## Begin EXCERPT
Indeed, it’s difficult to trace or study the emergence of the subdiscipline of Native American literary studies, as this field tends to be labeled as an emphasis in literature within English departments, or becomes a part of the interdisciplinary work of an American Indian Studies scholar. Though many English departments have created a specialization in Native American Literature since the 1970s, and though many universities have created interdisciplinary Native American Studies programs, there are a few universities which can distinctly lay claim to developing or supporting a niche for Native American literary studies.

The American Literary Studies program within the English department of the University of New Mexico (Albuquerque) holds the significant claim of being the central hub of the Native American Literary Renaissance of the late sixties and seventies. Though “renaissance” is a somewhat problematic term (see below), UNM has produced undeniably significant alumni who are central to the First Wave of the field, including: N. Scott Momaday (who is currently a visiting professor in the UNM English department), Native-Feminist critic Paula Gunn Allen, and writer Leslie Marmon Silko.

However, it is the University of Oklahoma English Department that asserts it was the first in the country (in 1969) to teach a Native American Literature course. The university now offers undergraduate and graduate degrees in this literary emphasis, but since 1994, over 100 hundred students have graduated from OU’s Native American Studies program, a department completely separate from English.

Similarly, UCLA’s English department does offer an emphasis in Native American Literary studies, but it is the UCLA American Indian Studies Interdepartmental program, which was created after student and faculty petitioning in 1969, that “strives to merge the concerns of the academy with research aims of the Native community” and “advocates a holistic framework for studying American Indian society, transcending traditional disciplinary boundaries.” Additionally, the UCLA American Indian Studies Center has published The American Indian Culture and Research Journal since 1971.
## End EXCERPT
■ **REQUEST A**: In the excerpt on Native American literary studies, in what year does the University of Oklahoma English Department say it first taught a Native American Literature course?
■ **REQUEST B**: Reproduce the excerpt on Native American literary studies from "The American Literary" to "Leslie Marmon Silko.".
The records have nothing to do with the excerpt.
## Begin RECORD LIST
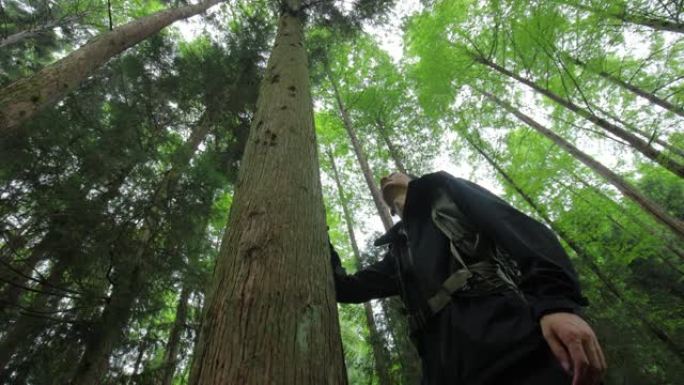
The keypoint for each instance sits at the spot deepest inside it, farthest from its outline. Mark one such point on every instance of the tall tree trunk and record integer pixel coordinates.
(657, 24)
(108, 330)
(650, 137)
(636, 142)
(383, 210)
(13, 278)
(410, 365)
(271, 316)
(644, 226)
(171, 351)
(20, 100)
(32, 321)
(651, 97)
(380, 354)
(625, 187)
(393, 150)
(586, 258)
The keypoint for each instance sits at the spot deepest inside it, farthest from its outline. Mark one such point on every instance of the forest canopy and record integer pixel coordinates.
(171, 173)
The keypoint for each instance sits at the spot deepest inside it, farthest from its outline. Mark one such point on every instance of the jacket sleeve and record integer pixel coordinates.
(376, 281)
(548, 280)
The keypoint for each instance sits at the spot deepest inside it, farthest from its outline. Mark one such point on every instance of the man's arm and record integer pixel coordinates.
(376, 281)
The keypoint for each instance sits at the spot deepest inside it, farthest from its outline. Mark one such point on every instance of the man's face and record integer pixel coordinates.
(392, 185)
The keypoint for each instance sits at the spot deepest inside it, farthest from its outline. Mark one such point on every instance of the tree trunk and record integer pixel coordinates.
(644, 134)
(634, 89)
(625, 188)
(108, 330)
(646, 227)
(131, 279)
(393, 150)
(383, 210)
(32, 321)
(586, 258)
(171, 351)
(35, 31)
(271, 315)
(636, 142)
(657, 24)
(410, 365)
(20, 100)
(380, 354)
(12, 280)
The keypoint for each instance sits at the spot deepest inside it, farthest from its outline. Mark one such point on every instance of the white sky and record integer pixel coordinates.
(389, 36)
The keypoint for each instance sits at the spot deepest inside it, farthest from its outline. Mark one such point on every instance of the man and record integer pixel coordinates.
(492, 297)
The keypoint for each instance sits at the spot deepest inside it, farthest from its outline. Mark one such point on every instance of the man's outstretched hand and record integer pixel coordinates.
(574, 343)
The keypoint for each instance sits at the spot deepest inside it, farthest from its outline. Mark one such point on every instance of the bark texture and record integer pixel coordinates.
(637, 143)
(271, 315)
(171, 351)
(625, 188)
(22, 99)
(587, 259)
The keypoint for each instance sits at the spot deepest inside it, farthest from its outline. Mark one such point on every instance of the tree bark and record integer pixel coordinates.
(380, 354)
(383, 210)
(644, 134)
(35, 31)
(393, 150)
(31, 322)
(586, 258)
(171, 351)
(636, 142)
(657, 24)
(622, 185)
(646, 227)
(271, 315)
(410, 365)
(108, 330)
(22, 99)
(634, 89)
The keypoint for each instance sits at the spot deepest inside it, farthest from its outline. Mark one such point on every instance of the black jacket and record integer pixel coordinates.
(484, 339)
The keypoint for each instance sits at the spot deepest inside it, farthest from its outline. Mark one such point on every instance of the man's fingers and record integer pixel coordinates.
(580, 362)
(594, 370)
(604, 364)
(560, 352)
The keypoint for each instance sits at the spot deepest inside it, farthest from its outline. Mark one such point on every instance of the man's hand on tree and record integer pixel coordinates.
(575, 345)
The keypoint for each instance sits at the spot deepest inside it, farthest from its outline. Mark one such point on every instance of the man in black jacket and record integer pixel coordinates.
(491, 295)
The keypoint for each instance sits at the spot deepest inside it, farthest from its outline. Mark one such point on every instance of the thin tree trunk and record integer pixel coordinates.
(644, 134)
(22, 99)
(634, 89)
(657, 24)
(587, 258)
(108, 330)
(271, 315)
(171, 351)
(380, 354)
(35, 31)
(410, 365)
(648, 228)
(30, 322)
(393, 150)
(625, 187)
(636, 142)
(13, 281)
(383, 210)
## End RECORD LIST
## Begin RECORD LIST
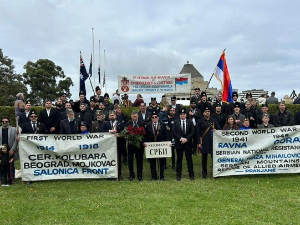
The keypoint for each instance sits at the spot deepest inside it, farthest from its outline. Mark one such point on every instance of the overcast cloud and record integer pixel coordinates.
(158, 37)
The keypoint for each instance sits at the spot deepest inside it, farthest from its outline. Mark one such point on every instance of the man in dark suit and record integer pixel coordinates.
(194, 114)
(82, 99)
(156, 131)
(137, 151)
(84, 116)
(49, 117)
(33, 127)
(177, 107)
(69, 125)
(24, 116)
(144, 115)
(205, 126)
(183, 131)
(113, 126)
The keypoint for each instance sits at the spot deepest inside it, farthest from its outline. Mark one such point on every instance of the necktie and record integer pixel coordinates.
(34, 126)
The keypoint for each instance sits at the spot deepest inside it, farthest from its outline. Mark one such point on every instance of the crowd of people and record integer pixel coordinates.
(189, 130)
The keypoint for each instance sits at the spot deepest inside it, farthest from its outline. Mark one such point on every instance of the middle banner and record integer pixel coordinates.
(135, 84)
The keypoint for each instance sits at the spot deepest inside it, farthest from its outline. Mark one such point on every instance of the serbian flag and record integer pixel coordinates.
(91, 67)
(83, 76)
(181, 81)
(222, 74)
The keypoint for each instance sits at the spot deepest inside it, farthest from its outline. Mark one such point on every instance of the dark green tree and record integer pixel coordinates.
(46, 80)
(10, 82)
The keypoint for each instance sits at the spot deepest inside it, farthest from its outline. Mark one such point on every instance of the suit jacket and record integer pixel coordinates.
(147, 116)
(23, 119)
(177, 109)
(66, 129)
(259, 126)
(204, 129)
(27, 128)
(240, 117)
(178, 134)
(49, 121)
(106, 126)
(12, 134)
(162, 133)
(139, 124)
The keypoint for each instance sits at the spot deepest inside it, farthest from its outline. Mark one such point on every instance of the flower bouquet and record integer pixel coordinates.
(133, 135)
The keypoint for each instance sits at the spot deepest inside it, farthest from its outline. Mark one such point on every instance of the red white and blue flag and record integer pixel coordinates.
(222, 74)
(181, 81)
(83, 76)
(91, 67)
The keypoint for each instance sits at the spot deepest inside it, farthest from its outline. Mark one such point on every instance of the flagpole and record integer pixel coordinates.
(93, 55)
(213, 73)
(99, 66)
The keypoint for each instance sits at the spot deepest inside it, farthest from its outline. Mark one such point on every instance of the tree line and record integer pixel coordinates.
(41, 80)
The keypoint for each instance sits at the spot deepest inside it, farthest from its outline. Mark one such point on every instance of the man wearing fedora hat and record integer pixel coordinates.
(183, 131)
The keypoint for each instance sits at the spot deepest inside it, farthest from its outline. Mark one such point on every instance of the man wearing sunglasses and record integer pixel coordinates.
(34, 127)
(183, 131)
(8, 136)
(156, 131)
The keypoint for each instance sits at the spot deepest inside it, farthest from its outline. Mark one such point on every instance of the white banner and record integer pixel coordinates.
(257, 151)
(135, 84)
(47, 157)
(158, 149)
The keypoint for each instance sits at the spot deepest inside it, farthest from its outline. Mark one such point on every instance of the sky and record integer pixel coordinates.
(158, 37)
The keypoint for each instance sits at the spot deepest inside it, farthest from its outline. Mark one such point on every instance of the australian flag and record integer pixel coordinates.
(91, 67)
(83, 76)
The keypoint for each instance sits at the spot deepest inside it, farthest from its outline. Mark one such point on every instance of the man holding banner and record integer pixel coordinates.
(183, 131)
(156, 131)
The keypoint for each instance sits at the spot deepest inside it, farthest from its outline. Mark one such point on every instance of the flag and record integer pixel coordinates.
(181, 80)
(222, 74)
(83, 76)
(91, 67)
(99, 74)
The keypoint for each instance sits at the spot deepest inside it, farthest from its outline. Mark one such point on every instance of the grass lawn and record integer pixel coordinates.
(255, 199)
## End RECORD LIST
■ **WRITTEN RESPONSE A**: 1969

■ **WRITTEN RESPONSE B**:
The American Literary Studies program within the English department of the University of New Mexico (Albuquerque) holds the significant claim of being the central hub of the Native American Literary Renaissance of the late sixties and seventies. Though “renaissance” is a somewhat problematic term (see below), UNM has produced undeniably significant alumni who are central to the First Wave of the field, including: N. Scott Momaday (who is currently a visiting professor in the UNM English department), Native-Feminist critic Paula Gunn Allen, and writer Leslie Marmon Silko.